- [OBJECTIVE]
Reproduce the part of the forum thread on surjections onto a power set that runs from "Let $A$ be an" up to and including "D$ is empty?".

- [EXCERPTED PASSAGE]
= = = =

1
$\begingroup$

For any set $B$ let $\mathcal{P}(B)$ denote the set of all subsets of $B$.

Let $A$ be an infinite set and suppose there exists a surjection $f : A \mapsto \mathcal{P}(A)\setminus A$. Consider the set $D := \{a : a \in A\ \textrm{but}\ a \notin f(a)\}$. Is it ever possible that the set $A\setminus D$ is empty?

  • 2
    Anything’s possible if you have a surjection $f:A\to\wp(A)\setminus A$: a false statement implies **every** statement!2012-09-28
  • 0
    @Brian: The statement isn't false; it just severely restricts the possible sets $A$.2012-09-28
  • 0
    @joriki: Uhh, it is false. Cantor's theorem shows that if $f\colon A\to\mathcal P(A)$ then it is not surjective. Note that $\mathcal P(A)$ has the same size as $\mathcal P(A)\setminus A$ (even if you parse this as removing all singletons).2012-09-28
  • 0
    @Asaf, Brian: Sorry, I somehow missed the "infinite" part :-)2012-09-28
  • 1
    Even without choice, one can prove that if $A$ is infinite and $n\in\mathbb N$, then the union of $n$ disjoint copies of $A$ is strictly smaller than $\mathcal P(A)$.2012-09-28

2 Answers 2

1

Note that there is no such surjection, the set $D$ is a set which is not in the range of $f$. That is its purpose. It is possible that $D=A$, it is possible that it is empty as well.

= = = =

- [SUPPLIED INFORMATION]
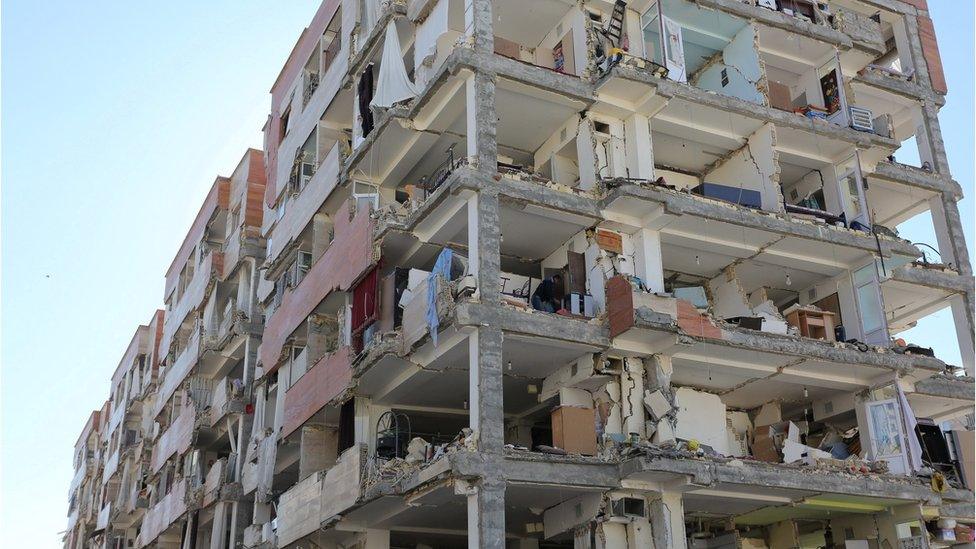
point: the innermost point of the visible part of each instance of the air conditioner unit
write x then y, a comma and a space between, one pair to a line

= = = =

- [SOLUTION FOR THIS PROBLEM]
Let $A$ be an infinite set and suppose there exists a surjection $f : A \mapsto \mathcal{P}(A)\setminus A$. Consider the set $D := \{a : a \in A\ \textrm{but}\ a \notin f(a)\}$. Is it ever possible that the set $A\setminus D$ is empty?